-- BEGIN Input material --
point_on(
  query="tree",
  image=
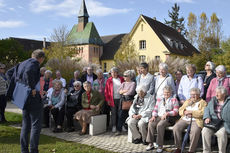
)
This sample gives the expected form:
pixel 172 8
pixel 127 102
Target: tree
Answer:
pixel 126 51
pixel 192 28
pixel 12 52
pixel 176 22
pixel 57 48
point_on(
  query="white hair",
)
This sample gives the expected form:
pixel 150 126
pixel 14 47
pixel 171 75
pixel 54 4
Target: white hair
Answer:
pixel 48 71
pixel 212 65
pixel 141 88
pixel 164 66
pixel 222 89
pixel 221 68
pixel 99 71
pixel 77 83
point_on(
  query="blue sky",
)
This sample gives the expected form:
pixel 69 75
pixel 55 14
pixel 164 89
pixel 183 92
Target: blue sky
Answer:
pixel 36 19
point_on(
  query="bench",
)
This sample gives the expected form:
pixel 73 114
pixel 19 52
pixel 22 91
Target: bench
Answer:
pixel 98 124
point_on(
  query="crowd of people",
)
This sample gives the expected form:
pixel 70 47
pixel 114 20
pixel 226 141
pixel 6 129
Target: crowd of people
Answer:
pixel 144 103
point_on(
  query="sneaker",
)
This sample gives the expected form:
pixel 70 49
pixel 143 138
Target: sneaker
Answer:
pixel 150 147
pixel 117 133
pixel 159 150
pixel 124 129
pixel 114 129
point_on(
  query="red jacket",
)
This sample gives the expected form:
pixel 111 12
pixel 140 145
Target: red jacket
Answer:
pixel 109 90
pixel 42 82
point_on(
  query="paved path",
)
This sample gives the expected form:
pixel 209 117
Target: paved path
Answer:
pixel 107 141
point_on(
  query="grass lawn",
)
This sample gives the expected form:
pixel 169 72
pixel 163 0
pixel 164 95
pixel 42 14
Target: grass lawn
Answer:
pixel 9 140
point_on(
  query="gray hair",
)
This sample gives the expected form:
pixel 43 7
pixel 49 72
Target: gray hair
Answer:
-- END Input material --
*Set task*
Rewrite the items above, from their first line through the line containing "pixel 42 82", as a JSON list of strings with one string per line. Skip blank lines and leave the pictures out.

*Result for this exercise*
[
  "point_on(",
  "  query=\"tree\",",
  "  image=",
  ")",
  "This sample gives the expected form:",
  "pixel 172 8",
  "pixel 127 102",
  "Target: tree",
  "Answer:",
  "pixel 126 51",
  "pixel 192 28",
  "pixel 12 52",
  "pixel 176 22",
  "pixel 57 48",
  "point_on(",
  "  query=\"white hair\",",
  ")",
  "This sample gives the expected form:",
  "pixel 150 126",
  "pixel 14 47",
  "pixel 171 75",
  "pixel 54 4",
  "Target: white hair",
  "Answer:",
  "pixel 48 71",
  "pixel 212 65",
  "pixel 141 88",
  "pixel 164 66",
  "pixel 222 89",
  "pixel 221 68",
  "pixel 99 71",
  "pixel 77 83",
  "point_on(",
  "  query=\"blue sky\",",
  ")",
  "This sample gives the expected form:",
  "pixel 69 75",
  "pixel 55 14",
  "pixel 164 89",
  "pixel 183 92",
  "Target: blue sky",
  "Answer:",
  "pixel 36 19",
  "point_on(",
  "  query=\"bench\",",
  ")",
  "This sample gives the expected form:",
  "pixel 73 114",
  "pixel 19 52",
  "pixel 22 91",
  "Target: bench",
  "Answer:",
  "pixel 98 124",
  "point_on(",
  "  query=\"crowd of people\",",
  ")",
  "This sample gives the expected form:",
  "pixel 70 47",
  "pixel 114 20",
  "pixel 226 141",
  "pixel 6 129",
  "Target: crowd of people",
  "Answer:",
  "pixel 144 103",
  "point_on(",
  "  query=\"sneaker\",",
  ")",
  "This sample gives the expected form:",
  "pixel 70 49",
  "pixel 143 138",
  "Target: sneaker",
  "Answer:",
  "pixel 150 147",
  "pixel 117 133",
  "pixel 159 150",
  "pixel 124 129",
  "pixel 114 129",
  "point_on(",
  "  query=\"red jacket\",",
  ")",
  "This sample gives the expected form:",
  "pixel 111 12",
  "pixel 140 145",
  "Target: red jacket",
  "Answer:",
  "pixel 109 90",
  "pixel 42 82"
]